**DATA FOR REVIEW:**

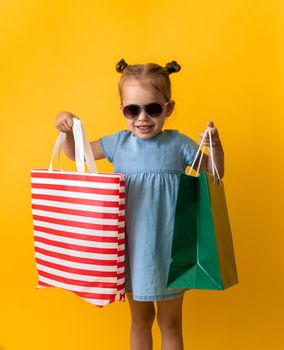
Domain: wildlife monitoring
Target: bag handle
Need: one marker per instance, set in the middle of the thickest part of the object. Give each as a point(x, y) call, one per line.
point(214, 168)
point(82, 149)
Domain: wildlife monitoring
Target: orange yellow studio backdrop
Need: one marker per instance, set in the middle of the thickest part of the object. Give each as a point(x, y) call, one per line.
point(61, 56)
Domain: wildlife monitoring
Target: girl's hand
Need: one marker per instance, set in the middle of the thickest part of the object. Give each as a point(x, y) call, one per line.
point(216, 142)
point(64, 121)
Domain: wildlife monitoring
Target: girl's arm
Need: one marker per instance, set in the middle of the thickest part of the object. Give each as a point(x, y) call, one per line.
point(64, 123)
point(218, 153)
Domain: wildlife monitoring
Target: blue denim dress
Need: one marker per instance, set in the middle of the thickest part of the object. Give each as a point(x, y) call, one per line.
point(152, 170)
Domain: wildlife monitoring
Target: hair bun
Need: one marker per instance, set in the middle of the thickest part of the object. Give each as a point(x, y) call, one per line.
point(172, 67)
point(121, 65)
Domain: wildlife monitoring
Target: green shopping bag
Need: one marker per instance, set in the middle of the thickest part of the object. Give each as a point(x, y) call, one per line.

**TO DO:**
Working from the listing, state how many lines include "Target". The reply must be that number alone.

**RESPONSE FOR THIS EXERCISE:**
7